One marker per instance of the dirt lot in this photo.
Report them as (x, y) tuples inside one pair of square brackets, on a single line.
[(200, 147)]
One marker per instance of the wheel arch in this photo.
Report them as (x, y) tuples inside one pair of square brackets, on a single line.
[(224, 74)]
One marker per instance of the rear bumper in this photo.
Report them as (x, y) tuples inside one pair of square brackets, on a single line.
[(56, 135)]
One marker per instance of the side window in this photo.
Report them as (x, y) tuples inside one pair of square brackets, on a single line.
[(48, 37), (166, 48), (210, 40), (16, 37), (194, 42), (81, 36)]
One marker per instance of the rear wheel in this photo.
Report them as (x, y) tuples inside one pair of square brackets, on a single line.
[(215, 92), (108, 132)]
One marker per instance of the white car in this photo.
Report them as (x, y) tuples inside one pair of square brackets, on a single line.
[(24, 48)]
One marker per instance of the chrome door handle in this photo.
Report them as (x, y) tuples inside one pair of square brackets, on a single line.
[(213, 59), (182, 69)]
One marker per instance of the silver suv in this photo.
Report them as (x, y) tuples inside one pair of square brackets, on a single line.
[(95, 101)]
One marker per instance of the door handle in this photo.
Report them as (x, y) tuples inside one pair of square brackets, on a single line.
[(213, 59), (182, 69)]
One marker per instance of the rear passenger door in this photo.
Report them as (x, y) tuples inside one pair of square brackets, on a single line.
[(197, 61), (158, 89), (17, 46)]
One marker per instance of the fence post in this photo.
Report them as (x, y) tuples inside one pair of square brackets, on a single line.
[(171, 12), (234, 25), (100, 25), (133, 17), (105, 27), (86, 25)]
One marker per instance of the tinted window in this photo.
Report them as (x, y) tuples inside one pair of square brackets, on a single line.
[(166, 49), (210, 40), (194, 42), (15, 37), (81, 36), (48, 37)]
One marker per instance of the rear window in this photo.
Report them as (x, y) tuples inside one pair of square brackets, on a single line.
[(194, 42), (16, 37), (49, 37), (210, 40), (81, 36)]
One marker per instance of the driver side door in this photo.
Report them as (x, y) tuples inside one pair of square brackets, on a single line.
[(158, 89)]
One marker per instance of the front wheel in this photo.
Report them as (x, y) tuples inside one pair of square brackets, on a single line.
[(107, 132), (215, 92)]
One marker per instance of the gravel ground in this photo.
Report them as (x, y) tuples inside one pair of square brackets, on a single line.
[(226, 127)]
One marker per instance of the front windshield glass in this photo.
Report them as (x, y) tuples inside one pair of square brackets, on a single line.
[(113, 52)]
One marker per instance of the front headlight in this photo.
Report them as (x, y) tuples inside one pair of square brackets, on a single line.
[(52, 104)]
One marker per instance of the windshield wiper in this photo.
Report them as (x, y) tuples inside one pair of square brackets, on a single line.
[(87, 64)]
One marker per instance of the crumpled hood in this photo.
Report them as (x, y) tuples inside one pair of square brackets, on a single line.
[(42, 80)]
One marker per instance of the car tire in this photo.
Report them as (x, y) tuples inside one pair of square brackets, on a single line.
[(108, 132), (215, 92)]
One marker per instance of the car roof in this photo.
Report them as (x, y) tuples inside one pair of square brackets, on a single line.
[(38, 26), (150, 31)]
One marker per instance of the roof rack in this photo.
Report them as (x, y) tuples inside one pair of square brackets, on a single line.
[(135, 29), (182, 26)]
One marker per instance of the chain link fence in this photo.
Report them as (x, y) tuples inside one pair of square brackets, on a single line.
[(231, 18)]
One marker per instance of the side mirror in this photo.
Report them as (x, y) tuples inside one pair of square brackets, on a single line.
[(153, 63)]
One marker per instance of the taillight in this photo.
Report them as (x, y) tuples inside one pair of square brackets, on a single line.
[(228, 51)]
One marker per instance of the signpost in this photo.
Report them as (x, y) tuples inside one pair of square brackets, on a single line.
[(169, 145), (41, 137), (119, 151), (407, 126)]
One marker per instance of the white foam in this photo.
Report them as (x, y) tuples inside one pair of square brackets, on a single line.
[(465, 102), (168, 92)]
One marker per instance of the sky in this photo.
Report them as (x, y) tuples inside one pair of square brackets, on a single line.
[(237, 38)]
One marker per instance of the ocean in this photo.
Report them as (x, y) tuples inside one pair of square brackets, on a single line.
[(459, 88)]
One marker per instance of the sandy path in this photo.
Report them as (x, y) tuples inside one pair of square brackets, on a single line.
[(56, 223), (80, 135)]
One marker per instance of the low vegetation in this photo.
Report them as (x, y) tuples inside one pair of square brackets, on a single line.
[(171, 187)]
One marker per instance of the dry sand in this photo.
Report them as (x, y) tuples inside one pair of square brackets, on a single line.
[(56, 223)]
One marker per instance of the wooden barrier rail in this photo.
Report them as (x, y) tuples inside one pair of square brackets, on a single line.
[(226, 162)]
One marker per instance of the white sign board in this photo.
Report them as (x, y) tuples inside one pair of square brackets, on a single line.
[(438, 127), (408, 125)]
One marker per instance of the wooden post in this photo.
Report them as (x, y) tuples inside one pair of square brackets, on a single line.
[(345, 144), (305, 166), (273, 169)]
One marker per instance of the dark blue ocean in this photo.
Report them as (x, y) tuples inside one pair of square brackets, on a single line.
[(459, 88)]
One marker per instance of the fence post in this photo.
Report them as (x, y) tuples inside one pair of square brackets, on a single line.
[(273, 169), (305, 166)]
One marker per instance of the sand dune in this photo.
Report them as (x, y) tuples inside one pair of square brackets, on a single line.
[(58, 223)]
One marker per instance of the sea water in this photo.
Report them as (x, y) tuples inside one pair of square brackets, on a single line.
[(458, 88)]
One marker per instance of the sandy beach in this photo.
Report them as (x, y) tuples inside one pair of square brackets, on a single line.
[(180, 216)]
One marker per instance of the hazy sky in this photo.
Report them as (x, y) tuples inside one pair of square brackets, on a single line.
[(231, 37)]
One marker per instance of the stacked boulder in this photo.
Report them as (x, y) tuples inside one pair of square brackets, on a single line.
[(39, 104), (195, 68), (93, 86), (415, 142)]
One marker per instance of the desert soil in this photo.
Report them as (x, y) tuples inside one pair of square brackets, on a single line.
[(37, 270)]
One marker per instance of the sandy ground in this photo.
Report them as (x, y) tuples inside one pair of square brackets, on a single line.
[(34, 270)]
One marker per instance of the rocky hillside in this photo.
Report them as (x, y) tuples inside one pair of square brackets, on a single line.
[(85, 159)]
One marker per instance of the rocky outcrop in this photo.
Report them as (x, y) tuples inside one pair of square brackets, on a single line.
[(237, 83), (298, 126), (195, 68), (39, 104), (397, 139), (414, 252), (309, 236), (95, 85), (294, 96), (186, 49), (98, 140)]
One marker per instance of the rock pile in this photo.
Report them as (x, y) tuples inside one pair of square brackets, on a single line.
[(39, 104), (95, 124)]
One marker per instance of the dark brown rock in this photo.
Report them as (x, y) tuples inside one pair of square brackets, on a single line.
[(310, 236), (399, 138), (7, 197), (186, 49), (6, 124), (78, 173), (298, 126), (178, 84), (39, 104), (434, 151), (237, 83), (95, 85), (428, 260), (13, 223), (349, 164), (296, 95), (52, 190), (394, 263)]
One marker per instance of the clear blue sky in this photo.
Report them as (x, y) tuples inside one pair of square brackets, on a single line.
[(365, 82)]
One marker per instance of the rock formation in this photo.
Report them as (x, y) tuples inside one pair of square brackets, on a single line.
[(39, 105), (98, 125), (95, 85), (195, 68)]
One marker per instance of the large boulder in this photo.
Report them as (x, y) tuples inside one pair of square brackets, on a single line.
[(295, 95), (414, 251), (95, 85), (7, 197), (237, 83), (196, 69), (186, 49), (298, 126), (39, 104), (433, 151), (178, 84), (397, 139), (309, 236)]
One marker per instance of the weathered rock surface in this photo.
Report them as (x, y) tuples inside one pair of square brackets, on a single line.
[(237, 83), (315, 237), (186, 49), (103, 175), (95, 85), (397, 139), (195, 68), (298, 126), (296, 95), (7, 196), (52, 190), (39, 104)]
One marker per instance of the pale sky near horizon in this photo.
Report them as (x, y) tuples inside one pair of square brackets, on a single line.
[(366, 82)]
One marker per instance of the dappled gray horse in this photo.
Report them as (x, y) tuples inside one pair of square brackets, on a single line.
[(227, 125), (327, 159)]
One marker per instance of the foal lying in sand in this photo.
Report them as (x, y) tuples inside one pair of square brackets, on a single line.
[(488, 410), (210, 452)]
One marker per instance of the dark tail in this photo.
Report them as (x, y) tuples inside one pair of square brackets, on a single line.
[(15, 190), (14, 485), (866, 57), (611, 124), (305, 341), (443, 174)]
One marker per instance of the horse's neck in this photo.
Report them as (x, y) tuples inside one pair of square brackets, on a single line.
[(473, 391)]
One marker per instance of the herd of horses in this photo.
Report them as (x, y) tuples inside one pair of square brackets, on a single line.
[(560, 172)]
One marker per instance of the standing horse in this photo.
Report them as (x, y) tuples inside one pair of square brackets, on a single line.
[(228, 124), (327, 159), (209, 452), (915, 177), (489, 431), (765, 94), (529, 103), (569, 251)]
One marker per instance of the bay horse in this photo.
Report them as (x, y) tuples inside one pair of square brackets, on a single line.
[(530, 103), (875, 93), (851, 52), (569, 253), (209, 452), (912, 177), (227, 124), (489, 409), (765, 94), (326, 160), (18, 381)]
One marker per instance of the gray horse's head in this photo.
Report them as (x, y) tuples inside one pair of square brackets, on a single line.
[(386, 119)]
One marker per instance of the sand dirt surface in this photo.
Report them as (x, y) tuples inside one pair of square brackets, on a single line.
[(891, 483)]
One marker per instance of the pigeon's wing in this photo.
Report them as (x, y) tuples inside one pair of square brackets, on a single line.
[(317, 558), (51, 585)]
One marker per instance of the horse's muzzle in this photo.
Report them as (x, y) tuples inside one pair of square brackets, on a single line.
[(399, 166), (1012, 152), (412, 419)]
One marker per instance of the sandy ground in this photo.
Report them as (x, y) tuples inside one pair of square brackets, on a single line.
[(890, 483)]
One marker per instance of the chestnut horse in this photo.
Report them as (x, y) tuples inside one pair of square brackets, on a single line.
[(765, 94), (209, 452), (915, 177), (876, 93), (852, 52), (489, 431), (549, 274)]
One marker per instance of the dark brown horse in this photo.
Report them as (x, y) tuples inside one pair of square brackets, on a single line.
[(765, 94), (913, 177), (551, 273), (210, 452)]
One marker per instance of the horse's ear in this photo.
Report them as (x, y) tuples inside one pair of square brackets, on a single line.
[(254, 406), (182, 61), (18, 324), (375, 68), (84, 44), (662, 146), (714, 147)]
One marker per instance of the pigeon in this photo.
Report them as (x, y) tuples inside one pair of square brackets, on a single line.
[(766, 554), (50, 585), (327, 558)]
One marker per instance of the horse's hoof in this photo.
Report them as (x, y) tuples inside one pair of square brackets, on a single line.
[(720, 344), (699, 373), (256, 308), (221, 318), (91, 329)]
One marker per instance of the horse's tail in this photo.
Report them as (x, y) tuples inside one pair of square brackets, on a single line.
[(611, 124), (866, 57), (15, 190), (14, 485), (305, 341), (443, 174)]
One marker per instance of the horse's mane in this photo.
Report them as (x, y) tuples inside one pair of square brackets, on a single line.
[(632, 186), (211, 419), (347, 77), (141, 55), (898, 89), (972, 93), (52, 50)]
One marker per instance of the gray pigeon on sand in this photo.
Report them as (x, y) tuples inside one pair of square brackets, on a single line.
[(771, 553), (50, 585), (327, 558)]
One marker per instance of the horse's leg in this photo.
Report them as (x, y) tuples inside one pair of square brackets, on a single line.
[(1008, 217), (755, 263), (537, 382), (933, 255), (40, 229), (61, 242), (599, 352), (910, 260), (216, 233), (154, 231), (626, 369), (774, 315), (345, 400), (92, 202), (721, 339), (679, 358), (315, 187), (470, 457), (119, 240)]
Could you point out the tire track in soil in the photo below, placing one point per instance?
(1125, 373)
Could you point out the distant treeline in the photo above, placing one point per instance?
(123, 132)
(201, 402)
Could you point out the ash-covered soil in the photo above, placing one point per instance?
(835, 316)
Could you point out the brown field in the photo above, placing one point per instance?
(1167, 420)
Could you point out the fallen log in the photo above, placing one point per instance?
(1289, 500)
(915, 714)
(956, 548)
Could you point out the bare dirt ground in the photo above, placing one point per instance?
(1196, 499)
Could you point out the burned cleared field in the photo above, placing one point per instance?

**Activity:** Copy back the listing above exactly, but only from the line with "One marker per instance of the dark blue" through the line with "One marker per instance of the sea", both ends included.

**Written answer:**
One marker per instance of the dark blue ocean in this photo.
Report them as (x, y) tuples inside one pair of square brackets, on a single line.
[(459, 88)]
One marker per instance of the fence post in this photo.
Report them as (x, y) tuples inside one pair of square brackets, on a single line.
[(273, 169), (305, 166)]
One marker per instance of the sand dune in this photo.
Report them as (x, y) tuples inside one pair of square brackets, on a single line.
[(58, 223)]
One marker per instance of the sea water in this photo.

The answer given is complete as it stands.